- **RECORDS FOR THIS EXERCISE**
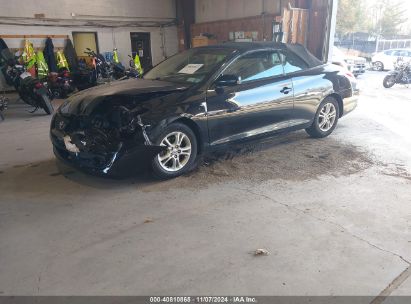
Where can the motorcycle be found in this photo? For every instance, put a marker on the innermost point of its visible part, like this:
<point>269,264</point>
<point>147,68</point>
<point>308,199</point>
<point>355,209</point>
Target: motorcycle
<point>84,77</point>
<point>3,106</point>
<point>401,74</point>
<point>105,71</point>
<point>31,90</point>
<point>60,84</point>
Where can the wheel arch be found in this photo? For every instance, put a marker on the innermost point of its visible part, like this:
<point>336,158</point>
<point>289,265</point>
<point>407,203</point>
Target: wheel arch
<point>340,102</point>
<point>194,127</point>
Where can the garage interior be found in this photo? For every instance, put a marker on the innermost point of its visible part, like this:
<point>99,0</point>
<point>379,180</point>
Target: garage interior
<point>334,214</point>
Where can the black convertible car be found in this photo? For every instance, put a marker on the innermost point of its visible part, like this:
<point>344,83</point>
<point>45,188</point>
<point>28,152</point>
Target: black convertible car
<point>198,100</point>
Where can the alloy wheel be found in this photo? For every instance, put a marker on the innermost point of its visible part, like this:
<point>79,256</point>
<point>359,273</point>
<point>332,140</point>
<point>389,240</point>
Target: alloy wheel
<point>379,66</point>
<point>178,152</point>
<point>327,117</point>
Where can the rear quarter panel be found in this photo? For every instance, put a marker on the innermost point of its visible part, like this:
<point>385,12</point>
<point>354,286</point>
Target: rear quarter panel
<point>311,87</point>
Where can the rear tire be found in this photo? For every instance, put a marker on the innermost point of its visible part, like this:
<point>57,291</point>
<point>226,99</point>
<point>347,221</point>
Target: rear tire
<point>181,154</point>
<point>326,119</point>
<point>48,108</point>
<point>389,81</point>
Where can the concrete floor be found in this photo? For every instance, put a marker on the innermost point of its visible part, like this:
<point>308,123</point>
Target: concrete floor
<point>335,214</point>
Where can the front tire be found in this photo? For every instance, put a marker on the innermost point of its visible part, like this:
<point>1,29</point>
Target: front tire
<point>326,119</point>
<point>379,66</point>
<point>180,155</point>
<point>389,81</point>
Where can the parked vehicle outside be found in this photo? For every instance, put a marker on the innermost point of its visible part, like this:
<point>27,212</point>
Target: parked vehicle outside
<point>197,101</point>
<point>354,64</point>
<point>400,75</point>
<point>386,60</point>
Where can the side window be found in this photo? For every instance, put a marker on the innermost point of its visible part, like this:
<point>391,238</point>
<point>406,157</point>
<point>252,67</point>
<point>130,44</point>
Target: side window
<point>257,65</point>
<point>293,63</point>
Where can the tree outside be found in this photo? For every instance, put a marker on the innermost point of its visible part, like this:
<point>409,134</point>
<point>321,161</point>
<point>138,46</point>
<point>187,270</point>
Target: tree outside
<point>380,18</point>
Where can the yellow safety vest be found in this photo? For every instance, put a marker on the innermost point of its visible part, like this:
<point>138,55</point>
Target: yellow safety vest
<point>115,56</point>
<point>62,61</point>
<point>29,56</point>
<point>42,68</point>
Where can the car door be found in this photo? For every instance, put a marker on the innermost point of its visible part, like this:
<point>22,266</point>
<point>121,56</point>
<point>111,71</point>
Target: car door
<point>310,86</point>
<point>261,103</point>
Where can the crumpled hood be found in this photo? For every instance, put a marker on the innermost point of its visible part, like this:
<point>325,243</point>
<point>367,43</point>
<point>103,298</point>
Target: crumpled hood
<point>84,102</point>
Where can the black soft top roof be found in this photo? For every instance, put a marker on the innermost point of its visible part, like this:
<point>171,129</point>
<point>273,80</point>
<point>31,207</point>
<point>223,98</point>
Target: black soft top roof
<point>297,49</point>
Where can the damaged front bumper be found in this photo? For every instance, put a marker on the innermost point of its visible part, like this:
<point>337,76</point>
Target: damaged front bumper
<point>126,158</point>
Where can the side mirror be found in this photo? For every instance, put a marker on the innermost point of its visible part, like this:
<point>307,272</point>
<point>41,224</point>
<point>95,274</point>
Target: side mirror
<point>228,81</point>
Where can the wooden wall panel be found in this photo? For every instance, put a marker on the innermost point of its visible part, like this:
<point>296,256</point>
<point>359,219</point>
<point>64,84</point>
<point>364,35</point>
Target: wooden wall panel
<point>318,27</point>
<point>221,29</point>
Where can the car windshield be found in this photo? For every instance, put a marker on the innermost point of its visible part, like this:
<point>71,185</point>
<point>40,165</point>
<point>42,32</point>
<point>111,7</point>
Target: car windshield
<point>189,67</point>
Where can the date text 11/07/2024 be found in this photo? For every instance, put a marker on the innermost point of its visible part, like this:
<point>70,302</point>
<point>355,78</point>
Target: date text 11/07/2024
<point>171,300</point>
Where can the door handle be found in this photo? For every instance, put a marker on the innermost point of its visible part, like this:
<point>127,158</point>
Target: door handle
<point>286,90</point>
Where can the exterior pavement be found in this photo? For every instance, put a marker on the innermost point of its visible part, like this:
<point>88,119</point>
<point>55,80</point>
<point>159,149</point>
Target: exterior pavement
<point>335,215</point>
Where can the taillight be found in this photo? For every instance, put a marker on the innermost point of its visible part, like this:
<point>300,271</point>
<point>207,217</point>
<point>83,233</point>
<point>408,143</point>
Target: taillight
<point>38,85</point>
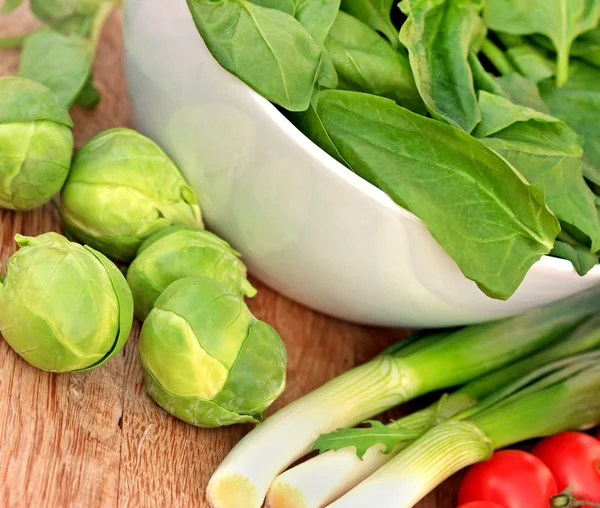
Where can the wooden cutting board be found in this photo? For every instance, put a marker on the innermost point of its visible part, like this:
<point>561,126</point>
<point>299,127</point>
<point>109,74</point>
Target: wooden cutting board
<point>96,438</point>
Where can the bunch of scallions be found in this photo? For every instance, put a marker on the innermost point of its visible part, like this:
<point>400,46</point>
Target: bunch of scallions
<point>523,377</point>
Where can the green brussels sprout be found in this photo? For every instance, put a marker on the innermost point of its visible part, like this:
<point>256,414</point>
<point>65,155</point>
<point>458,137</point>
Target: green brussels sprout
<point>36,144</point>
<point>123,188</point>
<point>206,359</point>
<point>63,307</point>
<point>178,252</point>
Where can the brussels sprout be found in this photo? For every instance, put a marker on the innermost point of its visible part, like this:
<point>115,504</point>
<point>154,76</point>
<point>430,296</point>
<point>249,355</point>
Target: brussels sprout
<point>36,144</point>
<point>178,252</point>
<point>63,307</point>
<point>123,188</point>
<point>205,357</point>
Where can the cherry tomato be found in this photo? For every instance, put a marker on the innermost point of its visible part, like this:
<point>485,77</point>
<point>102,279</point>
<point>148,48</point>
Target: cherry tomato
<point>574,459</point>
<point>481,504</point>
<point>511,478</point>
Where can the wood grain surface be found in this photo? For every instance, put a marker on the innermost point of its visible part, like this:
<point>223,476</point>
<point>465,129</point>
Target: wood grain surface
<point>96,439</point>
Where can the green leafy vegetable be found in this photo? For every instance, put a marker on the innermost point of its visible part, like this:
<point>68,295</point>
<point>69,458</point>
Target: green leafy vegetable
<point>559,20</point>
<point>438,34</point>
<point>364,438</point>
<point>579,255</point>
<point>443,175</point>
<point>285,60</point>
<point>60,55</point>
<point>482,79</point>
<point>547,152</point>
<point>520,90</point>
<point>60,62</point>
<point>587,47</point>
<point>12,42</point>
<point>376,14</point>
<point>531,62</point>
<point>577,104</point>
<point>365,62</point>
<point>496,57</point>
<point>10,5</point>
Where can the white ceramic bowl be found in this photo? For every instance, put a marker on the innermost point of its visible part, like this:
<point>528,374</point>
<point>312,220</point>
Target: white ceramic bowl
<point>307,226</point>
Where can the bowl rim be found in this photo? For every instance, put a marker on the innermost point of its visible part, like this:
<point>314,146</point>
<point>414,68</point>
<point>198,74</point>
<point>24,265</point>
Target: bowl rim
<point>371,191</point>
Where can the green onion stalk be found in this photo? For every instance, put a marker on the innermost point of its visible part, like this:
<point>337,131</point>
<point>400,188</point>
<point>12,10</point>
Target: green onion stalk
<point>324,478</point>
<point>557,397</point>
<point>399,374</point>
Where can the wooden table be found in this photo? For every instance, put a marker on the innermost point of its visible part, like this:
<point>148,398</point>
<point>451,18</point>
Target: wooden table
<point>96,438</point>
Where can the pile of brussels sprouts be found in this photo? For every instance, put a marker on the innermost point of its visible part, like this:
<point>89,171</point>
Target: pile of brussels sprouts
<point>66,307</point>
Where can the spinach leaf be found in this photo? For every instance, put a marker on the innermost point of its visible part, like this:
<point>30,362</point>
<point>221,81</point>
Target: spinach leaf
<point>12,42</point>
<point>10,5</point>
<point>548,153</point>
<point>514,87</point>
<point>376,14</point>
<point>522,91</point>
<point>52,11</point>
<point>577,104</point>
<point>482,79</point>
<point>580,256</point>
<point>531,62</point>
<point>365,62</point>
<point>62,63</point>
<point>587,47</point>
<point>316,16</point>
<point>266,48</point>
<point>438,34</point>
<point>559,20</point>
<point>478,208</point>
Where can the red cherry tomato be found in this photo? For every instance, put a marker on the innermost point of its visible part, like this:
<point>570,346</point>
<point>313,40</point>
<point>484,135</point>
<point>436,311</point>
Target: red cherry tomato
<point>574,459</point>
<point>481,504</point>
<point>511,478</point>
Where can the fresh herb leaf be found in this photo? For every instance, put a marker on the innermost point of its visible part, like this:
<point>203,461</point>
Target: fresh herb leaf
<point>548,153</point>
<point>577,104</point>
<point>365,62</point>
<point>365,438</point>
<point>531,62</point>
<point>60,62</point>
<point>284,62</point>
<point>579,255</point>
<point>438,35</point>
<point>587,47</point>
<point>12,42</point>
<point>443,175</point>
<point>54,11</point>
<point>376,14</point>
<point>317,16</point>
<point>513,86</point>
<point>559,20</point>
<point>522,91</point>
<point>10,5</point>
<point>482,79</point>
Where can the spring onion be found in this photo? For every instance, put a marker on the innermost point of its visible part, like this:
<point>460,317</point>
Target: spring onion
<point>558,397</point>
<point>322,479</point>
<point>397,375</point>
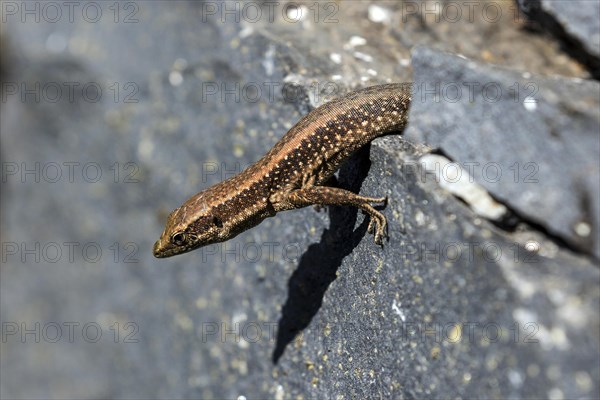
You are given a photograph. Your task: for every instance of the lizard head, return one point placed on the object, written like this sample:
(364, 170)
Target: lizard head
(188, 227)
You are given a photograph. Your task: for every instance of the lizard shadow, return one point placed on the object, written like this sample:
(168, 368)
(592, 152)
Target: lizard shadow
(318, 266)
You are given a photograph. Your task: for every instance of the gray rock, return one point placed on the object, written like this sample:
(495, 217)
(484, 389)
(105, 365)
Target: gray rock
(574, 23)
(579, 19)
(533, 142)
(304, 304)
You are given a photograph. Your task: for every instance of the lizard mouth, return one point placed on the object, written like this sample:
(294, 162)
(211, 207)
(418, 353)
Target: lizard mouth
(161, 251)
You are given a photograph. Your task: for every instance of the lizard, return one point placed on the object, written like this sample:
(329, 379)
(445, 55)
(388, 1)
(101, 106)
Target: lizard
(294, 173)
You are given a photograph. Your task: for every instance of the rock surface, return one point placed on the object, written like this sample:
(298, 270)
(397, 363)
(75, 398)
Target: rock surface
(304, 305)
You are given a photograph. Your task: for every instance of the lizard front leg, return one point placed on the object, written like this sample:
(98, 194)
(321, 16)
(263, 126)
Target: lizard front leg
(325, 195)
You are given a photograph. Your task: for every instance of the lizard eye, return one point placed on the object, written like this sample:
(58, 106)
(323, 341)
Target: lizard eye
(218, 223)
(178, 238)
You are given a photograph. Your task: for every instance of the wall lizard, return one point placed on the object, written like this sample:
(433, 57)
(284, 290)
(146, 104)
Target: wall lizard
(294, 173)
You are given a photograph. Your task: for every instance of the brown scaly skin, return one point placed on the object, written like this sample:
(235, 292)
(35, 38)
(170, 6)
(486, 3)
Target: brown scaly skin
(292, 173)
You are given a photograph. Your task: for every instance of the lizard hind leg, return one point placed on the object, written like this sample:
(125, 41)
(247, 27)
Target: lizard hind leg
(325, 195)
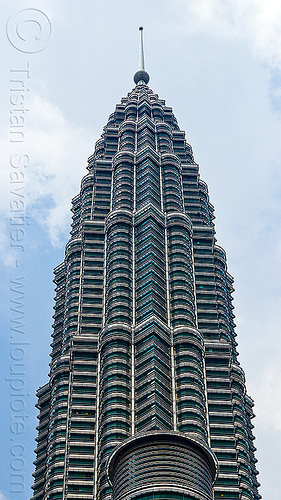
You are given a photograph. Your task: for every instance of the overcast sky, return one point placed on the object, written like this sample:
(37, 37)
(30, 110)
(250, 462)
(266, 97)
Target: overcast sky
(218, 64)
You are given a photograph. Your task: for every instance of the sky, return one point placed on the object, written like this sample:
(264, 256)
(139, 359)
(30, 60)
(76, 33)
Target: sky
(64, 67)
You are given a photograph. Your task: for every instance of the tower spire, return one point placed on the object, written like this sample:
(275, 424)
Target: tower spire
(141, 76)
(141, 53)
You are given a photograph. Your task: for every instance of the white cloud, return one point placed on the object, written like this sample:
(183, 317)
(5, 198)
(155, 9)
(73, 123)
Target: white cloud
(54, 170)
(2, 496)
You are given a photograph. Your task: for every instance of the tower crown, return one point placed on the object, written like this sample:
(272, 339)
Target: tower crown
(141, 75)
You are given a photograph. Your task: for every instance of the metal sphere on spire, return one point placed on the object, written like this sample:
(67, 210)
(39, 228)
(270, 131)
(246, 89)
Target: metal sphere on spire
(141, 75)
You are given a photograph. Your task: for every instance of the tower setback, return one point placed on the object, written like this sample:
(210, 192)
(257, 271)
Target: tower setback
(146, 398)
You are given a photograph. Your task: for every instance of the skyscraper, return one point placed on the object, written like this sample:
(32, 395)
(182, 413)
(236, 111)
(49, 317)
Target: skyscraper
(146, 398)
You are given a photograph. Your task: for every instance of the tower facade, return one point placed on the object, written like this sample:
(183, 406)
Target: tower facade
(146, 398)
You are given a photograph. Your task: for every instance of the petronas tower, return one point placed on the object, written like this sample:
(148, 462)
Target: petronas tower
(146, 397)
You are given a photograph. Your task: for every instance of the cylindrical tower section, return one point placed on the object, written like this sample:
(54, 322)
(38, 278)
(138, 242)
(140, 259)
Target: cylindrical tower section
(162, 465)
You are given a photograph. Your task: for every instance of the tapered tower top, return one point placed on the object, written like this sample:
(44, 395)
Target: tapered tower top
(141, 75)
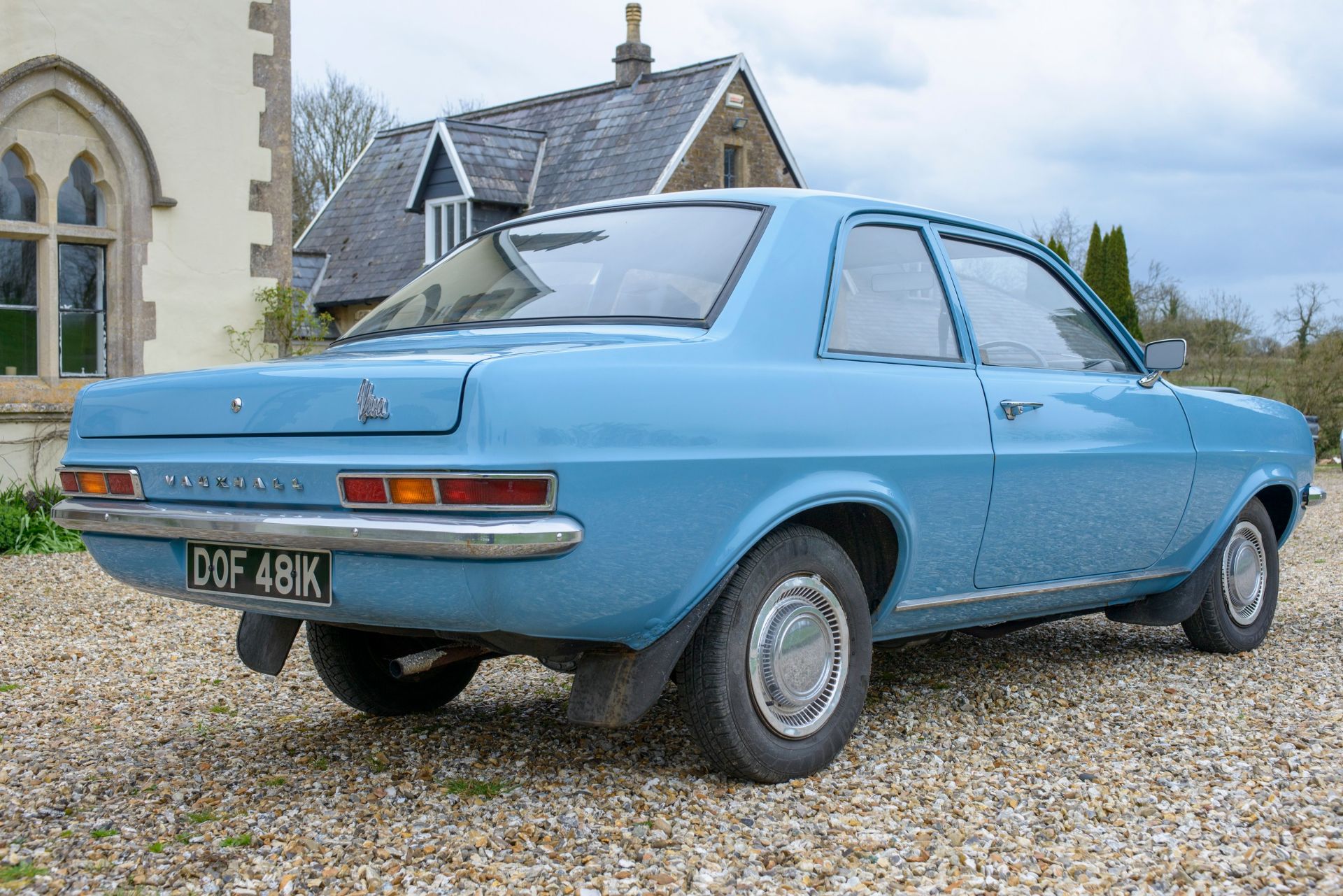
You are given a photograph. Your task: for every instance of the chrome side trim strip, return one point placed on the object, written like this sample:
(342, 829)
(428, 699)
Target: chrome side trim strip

- **PROBLEM DESCRIPTION**
Beginning with the line containing "Target: parked vehicle outside" in the material above, copy every line exactly until you have copied the line containing "<point>138,55</point>".

- **FINISHED TASK**
Target: parked vehicle outside
<point>197,101</point>
<point>354,64</point>
<point>400,75</point>
<point>386,60</point>
Where can the side window be found in this photo? For every instance, put a marker on the innermost point of its visible part, like this:
<point>391,238</point>
<point>406,157</point>
<point>252,67</point>
<point>130,44</point>
Target: side window
<point>257,65</point>
<point>293,63</point>
Where can the tree outside be found in this photo? For every instance, put a marker on the innermost point of its visible part, like this:
<point>409,134</point>
<point>321,161</point>
<point>138,46</point>
<point>187,270</point>
Target: tree outside
<point>380,18</point>
Where can the yellow safety vest be found in this photo? For every instance, put a marker on the innermost point of its visible part, like this:
<point>138,55</point>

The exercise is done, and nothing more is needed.